[Data items]
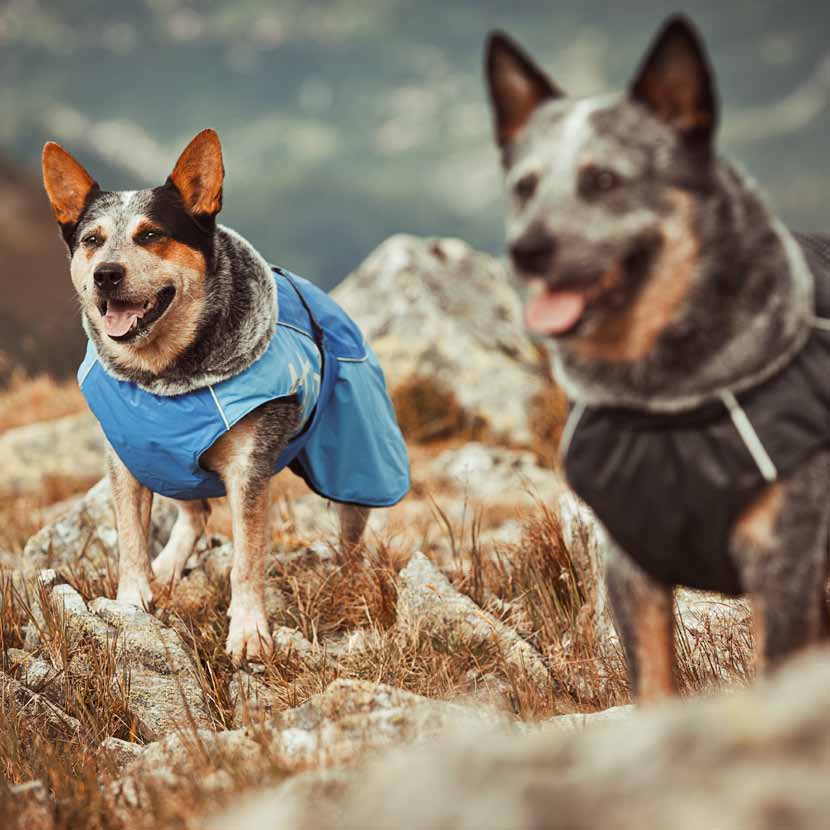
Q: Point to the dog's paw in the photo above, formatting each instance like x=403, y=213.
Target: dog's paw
x=137, y=593
x=167, y=570
x=249, y=637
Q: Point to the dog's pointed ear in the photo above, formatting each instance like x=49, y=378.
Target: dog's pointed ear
x=676, y=82
x=199, y=174
x=67, y=184
x=516, y=84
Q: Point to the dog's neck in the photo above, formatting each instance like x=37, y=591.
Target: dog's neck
x=236, y=325
x=747, y=314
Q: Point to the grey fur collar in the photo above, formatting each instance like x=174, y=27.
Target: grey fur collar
x=238, y=323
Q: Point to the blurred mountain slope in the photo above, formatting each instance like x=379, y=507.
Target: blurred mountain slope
x=346, y=122
x=39, y=321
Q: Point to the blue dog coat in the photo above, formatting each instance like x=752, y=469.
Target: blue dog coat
x=348, y=448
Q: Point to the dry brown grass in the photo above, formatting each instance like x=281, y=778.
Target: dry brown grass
x=543, y=586
x=26, y=400
x=429, y=411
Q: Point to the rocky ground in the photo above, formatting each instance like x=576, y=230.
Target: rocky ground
x=458, y=671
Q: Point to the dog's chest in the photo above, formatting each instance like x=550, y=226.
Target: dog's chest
x=669, y=488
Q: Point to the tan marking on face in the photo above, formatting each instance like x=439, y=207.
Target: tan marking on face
x=67, y=183
x=755, y=527
x=655, y=648
x=630, y=335
x=155, y=266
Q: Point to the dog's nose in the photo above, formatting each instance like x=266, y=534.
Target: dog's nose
x=534, y=254
x=108, y=275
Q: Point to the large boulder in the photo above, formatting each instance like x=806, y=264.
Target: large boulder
x=337, y=727
x=85, y=539
x=447, y=326
x=429, y=605
x=752, y=760
x=69, y=450
x=154, y=669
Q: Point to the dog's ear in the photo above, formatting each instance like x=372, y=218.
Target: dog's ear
x=676, y=82
x=199, y=174
x=67, y=184
x=517, y=86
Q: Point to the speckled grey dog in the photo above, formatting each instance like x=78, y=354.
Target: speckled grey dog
x=689, y=331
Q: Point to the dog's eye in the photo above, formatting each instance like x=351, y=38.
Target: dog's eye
x=526, y=186
x=148, y=236
x=596, y=180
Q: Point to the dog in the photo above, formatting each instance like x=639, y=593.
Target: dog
x=688, y=328
x=209, y=371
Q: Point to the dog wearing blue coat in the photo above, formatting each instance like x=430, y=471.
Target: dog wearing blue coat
x=209, y=371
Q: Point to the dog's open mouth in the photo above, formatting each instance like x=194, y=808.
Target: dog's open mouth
x=558, y=310
x=125, y=320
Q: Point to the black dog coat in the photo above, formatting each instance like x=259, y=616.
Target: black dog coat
x=669, y=487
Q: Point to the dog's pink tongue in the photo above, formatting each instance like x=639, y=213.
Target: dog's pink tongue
x=120, y=317
x=554, y=312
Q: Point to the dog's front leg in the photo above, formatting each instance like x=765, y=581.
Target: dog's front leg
x=353, y=518
x=249, y=634
x=188, y=529
x=780, y=543
x=133, y=503
x=643, y=612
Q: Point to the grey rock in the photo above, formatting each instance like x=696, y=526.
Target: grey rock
x=429, y=604
x=338, y=726
x=38, y=675
x=70, y=448
x=445, y=314
x=745, y=761
x=584, y=720
x=31, y=806
x=155, y=669
x=85, y=538
x=120, y=754
x=253, y=701
x=493, y=472
x=37, y=708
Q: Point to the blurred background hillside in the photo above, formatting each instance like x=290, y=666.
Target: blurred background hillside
x=344, y=122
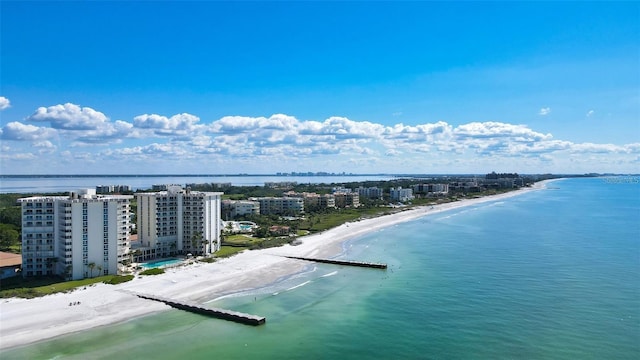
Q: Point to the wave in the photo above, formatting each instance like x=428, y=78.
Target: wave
x=299, y=285
x=330, y=274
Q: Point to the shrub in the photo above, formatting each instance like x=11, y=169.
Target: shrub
x=118, y=279
x=154, y=271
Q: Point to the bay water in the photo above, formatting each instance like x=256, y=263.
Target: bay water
x=550, y=274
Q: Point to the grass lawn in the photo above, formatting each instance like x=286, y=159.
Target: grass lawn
x=30, y=288
x=226, y=251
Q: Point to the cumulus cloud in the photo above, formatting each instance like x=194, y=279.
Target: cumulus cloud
x=69, y=117
x=4, y=103
x=21, y=132
x=83, y=125
x=281, y=138
x=492, y=129
x=544, y=111
x=177, y=125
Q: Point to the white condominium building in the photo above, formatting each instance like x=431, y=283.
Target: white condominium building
x=178, y=221
x=77, y=236
x=400, y=194
x=370, y=192
x=281, y=205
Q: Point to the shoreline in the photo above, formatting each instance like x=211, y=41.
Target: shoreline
x=26, y=321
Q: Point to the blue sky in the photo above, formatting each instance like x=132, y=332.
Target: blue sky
x=362, y=87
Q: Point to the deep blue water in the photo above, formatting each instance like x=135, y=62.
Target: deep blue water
x=551, y=274
x=35, y=184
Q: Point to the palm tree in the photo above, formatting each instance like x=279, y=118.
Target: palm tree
x=91, y=266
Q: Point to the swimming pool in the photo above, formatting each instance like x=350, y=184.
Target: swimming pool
x=160, y=263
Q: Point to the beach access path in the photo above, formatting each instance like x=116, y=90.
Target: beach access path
x=24, y=321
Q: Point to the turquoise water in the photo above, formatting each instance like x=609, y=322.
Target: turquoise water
x=160, y=263
x=552, y=274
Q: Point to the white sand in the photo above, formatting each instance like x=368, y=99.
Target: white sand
x=24, y=321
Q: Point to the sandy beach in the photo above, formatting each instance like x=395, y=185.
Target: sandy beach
x=24, y=321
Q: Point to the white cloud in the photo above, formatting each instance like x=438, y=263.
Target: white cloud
x=494, y=130
x=4, y=103
x=69, y=117
x=21, y=132
x=544, y=111
x=177, y=125
x=269, y=142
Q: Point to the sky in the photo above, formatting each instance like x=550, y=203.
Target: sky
x=208, y=87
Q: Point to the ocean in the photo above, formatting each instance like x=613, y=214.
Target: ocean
x=550, y=274
x=64, y=183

EXERCISE OBJECTIVE: Beginning with the line that contains "Target: blue sky", quote each line exactly through the last line of the entries above, and nothing beyond them.

RESPONSE BOX:
Target: blue sky
x=362, y=87
Q: Point to the deep blue water in the photo above, formatting each instance like x=135, y=62.
Target: deep blue water
x=551, y=274
x=35, y=184
Q: Point to the palm tree in the photo above, formatting each instance like x=279, y=118.
Target: palm tree
x=91, y=266
Q: Point to the swimming pool in the photo above, formatting each instance like x=350, y=184.
Target: swimming pool
x=160, y=263
Q: Point to the beach access path in the photo above, formatting each instance like x=116, y=90.
Target: beach access path
x=24, y=321
Q: Point to the turquoise water in the photo above, formatting each instance like x=609, y=322.
Target: turquoise water
x=160, y=263
x=552, y=274
Q: Point to the white sand in the photo above, formatting each instance like x=368, y=99.
Target: white sand
x=24, y=321
Q: Point to the sandy beach in the photo above, formatting each instance like x=395, y=185.
Target: sandy beach
x=24, y=321
Q: Point to the white cloud in the photo above, formatting each instance like x=438, y=263.
Target: white cloud
x=494, y=130
x=4, y=103
x=69, y=117
x=21, y=132
x=544, y=111
x=177, y=125
x=269, y=142
Q: Point to the sky in the photo above, formatting each instance like x=550, y=203.
Target: sky
x=208, y=87
Q: Point to the ocean in the photo above, formatting each instance like x=613, y=214.
Target: ocean
x=550, y=274
x=64, y=183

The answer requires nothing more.